> **Document passage**
It's been a tough couple of years for tax-dodgers in Florida, where the IRS has recently indicted more than 20 individuals in some of the most high-profile cases in the history of the radical tax-protest movement.

It's been a tough couple of years for tax-dodgers in Florida, where the IRS has recently indicted more than 20 individuals in some of the most high-profile cases in the history of the radical tax-protest movement.

Capping a four-year criminal investigation, a Pensacola federal court in January sentenced the globe-trotting evangelist minister, creationist activist and businessman Kent Hovind to 10 years on 58 counts of tax fraud, including failure to pay $845,000 in employee-related taxes and threatening investigators. Hovind's wife Jo was convicted on the same charges, which along with tax evasion included 44 counts of evading bank-reporting requirements.

Kent "Dr. Dino" Hovind is a veteran anti-evolution activist whose speeches are estimated to have brought him $50,000 a year, mostly in cash. This income paled, however, next to the revenue produced by his other two cash cows: a bizarre creationist theme park called Dinosaur Adventure Land and Creation Science Ministries, which sells books and other merchandise. Together, the theme park and ministry grossed more than $2 million dollars a year.

> **Supplied entries**

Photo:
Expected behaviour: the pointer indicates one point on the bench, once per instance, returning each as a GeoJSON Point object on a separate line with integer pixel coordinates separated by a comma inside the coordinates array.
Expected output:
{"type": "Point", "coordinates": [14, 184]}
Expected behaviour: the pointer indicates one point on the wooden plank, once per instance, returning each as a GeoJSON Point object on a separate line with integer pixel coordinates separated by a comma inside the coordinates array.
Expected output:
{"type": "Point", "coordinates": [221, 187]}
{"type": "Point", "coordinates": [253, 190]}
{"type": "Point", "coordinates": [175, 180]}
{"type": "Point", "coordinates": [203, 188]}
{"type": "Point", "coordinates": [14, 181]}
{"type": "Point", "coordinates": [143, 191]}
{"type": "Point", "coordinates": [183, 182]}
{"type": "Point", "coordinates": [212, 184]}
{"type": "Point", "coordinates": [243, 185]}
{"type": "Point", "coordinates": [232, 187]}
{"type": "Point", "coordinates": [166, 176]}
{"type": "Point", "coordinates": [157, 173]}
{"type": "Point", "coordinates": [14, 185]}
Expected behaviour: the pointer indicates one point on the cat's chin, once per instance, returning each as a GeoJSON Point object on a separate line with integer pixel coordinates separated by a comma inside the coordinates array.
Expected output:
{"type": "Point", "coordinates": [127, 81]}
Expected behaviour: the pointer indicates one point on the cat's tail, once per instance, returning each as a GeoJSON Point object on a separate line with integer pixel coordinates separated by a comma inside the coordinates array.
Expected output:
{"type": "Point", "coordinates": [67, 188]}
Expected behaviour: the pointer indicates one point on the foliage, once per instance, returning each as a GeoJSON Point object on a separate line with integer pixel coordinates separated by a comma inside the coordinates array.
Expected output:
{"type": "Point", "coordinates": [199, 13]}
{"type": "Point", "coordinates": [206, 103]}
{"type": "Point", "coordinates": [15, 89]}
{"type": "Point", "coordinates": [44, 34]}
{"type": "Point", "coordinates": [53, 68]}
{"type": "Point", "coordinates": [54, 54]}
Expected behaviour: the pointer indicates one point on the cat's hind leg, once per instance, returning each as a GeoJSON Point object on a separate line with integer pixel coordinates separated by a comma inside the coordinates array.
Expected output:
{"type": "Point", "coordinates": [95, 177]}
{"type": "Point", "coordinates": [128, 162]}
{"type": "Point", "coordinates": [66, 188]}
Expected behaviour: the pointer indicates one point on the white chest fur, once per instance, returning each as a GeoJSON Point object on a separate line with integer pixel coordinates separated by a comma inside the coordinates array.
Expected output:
* * *
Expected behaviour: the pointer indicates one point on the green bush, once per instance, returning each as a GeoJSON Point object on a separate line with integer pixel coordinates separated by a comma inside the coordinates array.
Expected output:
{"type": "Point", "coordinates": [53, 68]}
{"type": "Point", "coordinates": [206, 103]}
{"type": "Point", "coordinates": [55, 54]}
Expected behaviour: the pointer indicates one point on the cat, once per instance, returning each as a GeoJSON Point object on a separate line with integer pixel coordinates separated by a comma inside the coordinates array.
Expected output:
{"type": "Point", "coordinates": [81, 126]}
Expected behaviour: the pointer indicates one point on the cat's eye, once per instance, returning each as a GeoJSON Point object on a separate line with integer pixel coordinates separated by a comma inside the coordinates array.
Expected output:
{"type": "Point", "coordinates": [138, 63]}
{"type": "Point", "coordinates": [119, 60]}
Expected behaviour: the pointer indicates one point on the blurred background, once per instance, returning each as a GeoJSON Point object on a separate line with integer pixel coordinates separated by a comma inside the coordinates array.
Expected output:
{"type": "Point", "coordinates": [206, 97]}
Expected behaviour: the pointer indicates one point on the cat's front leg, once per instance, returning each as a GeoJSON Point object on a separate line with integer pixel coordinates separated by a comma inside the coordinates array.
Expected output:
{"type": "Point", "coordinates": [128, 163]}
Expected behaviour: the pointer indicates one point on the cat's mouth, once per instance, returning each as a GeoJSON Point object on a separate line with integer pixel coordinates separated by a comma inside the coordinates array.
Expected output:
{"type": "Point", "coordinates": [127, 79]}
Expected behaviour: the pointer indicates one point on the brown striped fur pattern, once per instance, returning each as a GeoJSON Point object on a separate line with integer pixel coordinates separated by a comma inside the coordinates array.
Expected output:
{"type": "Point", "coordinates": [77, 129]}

> **Written request**
Rewrite the Florida tax-protest passage from the words "Capping a four-year" through "evading bank-reporting requirements.", substituting "February" for "January". The listing has no connection to the Florida tax-protest passage.

> **Solution below**
Capping a four-year criminal investigation, a Pensacola federal court in February sentenced the globe-trotting evangelist minister, creationist activist and businessman Kent Hovind to 10 years on 58 counts of tax fraud, including failure to pay $845,000 in employee-related taxes and threatening investigators. Hovind's wife Jo was convicted on the same charges, which along with tax evasion included 44 counts of evading bank-reporting requirements.